» **Stored items from a collection**
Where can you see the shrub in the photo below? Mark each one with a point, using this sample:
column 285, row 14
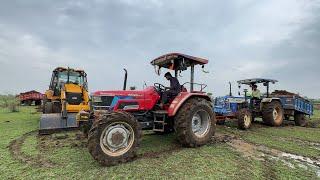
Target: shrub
column 10, row 102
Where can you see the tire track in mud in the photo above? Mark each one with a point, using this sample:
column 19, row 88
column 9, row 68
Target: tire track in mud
column 15, row 148
column 265, row 154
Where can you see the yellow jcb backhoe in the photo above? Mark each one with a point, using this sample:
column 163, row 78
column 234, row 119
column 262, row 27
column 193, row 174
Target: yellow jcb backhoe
column 67, row 95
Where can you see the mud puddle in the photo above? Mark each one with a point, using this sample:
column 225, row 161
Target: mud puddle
column 15, row 147
column 263, row 153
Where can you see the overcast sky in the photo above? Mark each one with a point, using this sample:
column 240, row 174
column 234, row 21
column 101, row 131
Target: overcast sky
column 277, row 39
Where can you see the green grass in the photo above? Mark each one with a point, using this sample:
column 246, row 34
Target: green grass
column 71, row 159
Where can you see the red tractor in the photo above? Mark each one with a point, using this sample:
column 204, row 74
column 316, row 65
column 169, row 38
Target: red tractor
column 119, row 116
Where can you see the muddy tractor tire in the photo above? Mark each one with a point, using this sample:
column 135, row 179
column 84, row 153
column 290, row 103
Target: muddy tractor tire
column 195, row 123
column 114, row 138
column 273, row 113
column 244, row 119
column 300, row 119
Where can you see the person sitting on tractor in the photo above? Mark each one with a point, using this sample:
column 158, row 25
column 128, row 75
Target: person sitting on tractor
column 256, row 94
column 172, row 91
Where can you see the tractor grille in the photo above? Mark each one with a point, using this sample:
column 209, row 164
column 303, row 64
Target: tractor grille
column 102, row 101
column 74, row 98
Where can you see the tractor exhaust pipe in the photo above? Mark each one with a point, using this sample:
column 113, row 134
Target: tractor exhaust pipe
column 230, row 89
column 125, row 79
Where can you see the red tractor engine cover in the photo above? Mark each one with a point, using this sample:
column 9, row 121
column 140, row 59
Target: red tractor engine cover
column 131, row 100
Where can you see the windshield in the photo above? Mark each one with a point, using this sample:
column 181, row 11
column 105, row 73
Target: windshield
column 74, row 77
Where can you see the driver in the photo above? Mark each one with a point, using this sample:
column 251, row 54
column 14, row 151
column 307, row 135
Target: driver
column 172, row 91
column 256, row 94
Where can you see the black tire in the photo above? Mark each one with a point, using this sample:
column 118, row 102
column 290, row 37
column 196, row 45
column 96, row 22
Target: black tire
column 183, row 123
column 300, row 119
column 100, row 152
column 244, row 119
column 48, row 107
column 268, row 113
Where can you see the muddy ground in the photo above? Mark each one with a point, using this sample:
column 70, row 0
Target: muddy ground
column 246, row 149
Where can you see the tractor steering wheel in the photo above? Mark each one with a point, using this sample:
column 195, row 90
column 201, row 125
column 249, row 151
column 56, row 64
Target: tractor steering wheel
column 159, row 87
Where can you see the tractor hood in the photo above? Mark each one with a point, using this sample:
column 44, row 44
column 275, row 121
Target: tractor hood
column 134, row 100
column 133, row 93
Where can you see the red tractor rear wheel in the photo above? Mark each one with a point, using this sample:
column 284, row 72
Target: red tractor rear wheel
column 195, row 123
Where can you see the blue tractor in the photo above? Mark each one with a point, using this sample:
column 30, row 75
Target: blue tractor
column 273, row 108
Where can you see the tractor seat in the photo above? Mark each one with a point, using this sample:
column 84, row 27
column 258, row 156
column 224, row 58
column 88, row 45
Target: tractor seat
column 198, row 92
column 183, row 89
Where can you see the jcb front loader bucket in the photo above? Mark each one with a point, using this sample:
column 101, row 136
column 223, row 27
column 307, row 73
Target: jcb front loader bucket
column 51, row 123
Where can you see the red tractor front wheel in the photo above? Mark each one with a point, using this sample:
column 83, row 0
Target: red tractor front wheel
column 195, row 123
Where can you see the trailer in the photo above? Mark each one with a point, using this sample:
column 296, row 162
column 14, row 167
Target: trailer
column 27, row 98
column 294, row 106
column 273, row 107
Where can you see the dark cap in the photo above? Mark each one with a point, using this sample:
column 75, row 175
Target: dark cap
column 168, row 74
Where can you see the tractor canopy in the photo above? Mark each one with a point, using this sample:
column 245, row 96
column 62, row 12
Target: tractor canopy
column 256, row 81
column 178, row 61
column 62, row 69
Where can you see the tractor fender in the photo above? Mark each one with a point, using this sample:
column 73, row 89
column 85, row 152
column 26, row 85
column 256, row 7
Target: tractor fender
column 181, row 99
column 268, row 100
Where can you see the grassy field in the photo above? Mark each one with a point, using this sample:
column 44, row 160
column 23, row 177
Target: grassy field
column 260, row 153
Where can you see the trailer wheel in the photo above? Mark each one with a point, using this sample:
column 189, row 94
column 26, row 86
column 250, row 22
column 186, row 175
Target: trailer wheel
column 114, row 138
column 244, row 119
column 272, row 113
column 195, row 123
column 300, row 119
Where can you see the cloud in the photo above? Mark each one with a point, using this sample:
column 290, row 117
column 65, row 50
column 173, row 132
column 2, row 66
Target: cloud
column 242, row 39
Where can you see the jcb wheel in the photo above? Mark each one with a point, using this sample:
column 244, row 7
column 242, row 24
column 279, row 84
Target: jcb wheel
column 195, row 123
column 300, row 119
column 272, row 113
column 114, row 138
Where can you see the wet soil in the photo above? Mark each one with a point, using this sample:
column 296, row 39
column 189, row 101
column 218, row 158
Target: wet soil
column 16, row 153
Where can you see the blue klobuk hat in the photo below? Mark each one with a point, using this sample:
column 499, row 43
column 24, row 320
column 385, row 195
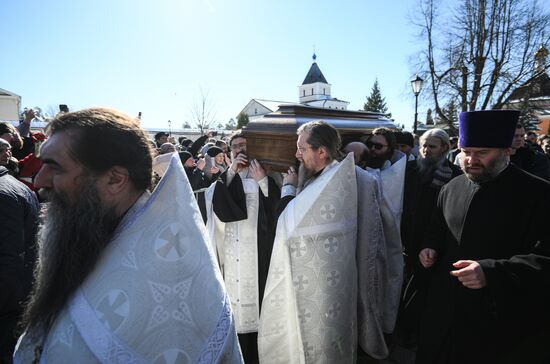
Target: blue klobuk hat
column 487, row 128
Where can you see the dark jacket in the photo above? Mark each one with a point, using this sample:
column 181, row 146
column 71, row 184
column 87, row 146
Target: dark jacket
column 18, row 222
column 419, row 201
column 494, row 224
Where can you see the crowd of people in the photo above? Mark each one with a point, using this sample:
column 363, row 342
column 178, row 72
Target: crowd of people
column 392, row 248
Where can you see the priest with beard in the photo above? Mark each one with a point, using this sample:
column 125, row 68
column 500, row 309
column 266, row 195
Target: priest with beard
column 388, row 165
column 424, row 178
column 329, row 244
column 240, row 222
column 489, row 249
column 122, row 275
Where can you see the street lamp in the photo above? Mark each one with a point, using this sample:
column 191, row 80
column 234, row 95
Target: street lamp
column 417, row 86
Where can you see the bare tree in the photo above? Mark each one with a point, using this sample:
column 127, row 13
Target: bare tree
column 203, row 113
column 478, row 52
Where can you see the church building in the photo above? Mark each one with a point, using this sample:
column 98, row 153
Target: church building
column 314, row 91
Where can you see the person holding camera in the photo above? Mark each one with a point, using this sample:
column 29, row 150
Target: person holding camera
column 241, row 207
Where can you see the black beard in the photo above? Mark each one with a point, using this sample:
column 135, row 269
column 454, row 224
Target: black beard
column 70, row 242
column 492, row 170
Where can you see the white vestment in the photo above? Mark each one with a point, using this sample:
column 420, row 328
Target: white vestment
column 155, row 296
column 309, row 310
column 237, row 247
column 372, row 266
column 392, row 181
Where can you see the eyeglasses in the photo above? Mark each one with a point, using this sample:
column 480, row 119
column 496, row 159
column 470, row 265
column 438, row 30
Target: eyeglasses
column 238, row 146
column 301, row 150
column 377, row 146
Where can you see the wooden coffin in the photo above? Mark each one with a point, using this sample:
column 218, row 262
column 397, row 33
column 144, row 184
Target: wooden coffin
column 271, row 139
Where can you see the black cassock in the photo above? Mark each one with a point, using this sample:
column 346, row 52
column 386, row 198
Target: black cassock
column 502, row 224
column 229, row 205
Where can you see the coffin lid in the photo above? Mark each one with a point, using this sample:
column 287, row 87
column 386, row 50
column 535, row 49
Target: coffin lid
column 289, row 117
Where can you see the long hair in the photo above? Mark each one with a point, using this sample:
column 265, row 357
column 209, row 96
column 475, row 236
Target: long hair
column 322, row 134
column 103, row 138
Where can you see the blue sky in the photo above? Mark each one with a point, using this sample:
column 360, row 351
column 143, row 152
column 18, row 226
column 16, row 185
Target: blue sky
column 156, row 56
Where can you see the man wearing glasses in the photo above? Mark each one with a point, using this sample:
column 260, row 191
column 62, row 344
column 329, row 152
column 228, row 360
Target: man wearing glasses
column 241, row 208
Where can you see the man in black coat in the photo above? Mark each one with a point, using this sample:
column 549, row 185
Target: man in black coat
column 243, row 201
column 489, row 249
column 18, row 222
column 424, row 178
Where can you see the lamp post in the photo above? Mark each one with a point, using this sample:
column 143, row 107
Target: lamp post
column 417, row 86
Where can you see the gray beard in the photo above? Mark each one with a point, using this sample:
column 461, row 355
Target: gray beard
column 489, row 172
column 70, row 242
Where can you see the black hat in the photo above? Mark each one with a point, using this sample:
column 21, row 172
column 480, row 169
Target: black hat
column 404, row 137
column 214, row 151
column 184, row 156
column 487, row 128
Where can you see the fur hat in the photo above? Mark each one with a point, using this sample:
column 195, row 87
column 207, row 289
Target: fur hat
column 487, row 128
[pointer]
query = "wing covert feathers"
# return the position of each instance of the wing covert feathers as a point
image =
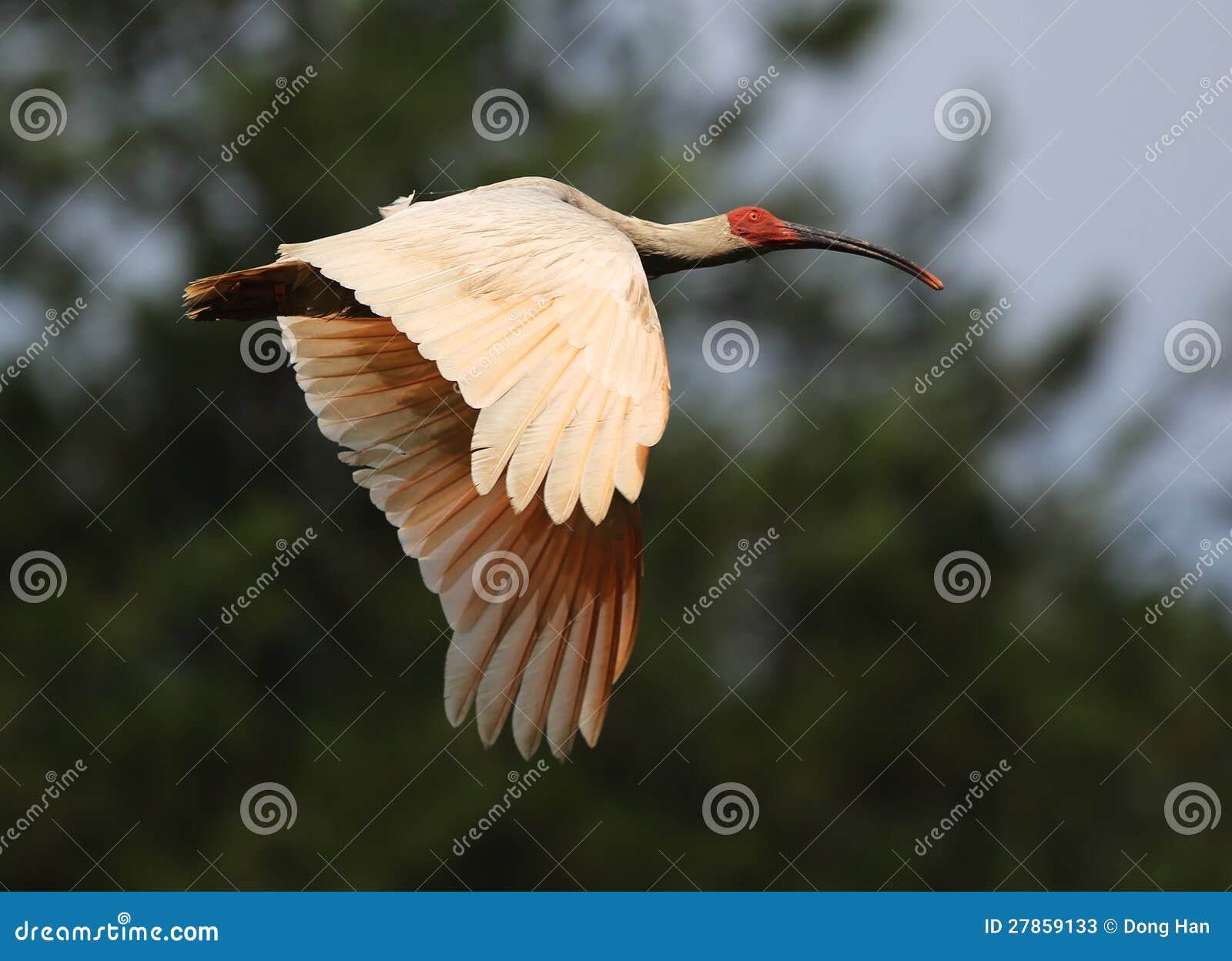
(544, 614)
(542, 317)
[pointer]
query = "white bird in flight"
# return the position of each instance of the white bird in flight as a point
(493, 363)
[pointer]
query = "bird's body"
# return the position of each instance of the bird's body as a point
(494, 367)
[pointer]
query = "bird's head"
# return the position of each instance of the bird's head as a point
(762, 231)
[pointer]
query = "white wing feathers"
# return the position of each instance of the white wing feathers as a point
(542, 317)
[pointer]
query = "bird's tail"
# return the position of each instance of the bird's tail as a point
(289, 287)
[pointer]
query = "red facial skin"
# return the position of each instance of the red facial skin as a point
(759, 227)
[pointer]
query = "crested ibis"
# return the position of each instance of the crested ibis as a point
(493, 365)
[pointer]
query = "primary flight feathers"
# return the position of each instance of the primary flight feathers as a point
(494, 367)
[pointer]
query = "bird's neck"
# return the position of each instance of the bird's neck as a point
(668, 248)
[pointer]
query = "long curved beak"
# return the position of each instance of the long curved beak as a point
(811, 237)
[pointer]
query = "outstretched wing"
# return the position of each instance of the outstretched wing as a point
(542, 317)
(544, 614)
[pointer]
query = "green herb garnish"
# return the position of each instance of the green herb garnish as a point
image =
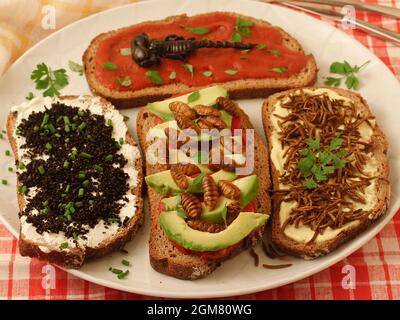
(30, 96)
(347, 71)
(316, 162)
(194, 96)
(75, 67)
(154, 77)
(49, 80)
(196, 30)
(188, 67)
(172, 75)
(109, 66)
(241, 29)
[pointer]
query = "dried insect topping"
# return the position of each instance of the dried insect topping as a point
(324, 161)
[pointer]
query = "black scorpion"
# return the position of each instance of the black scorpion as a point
(148, 52)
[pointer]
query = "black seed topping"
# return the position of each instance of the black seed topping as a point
(82, 182)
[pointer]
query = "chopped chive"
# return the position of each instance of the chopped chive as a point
(85, 183)
(22, 189)
(125, 262)
(64, 245)
(81, 175)
(82, 126)
(85, 155)
(123, 274)
(41, 170)
(81, 192)
(116, 271)
(48, 146)
(51, 128)
(45, 120)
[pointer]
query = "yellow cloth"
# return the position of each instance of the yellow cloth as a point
(24, 22)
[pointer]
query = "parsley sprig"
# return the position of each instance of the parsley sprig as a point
(241, 29)
(317, 163)
(348, 72)
(49, 80)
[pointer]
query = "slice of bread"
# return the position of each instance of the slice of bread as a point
(164, 256)
(238, 89)
(76, 256)
(291, 242)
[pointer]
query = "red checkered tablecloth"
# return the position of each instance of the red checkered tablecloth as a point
(377, 264)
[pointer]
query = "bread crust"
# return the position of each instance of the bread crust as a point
(315, 250)
(76, 257)
(238, 89)
(164, 257)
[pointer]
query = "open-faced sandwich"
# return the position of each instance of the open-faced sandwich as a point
(208, 198)
(79, 178)
(154, 60)
(329, 168)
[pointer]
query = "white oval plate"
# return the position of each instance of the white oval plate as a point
(238, 275)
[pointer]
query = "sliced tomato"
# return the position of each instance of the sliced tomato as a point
(157, 120)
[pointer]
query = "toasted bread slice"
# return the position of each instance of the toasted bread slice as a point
(74, 257)
(164, 256)
(238, 89)
(292, 242)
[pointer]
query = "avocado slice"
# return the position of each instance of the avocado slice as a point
(177, 230)
(163, 183)
(208, 97)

» **Task description**
Output the lines above exactly, but only those between the line holding "Where can you see the bare" and the line holding "column 420, row 328", inclusive.

» **The completed task**
Where can you see the bare tree in the photo above? Mark each one with a point, using this sample:
column 127, row 13
Target: bare tree
column 203, row 113
column 478, row 52
Where can you see the church building in the photo above? Mark each one with a point, using this sample:
column 98, row 153
Target: church building
column 314, row 91
Where can you see the person holding camera in the photo above? Mark each one with a point, using this sample:
column 29, row 150
Target: person holding camera
column 241, row 207
Where can you see the black beard in the photo above? Mark each one with a point, using this sample:
column 135, row 269
column 454, row 224
Target: black beard
column 70, row 242
column 492, row 170
Where can you see the white vestment in the photo above? Mark each one with a point, using this sample:
column 420, row 328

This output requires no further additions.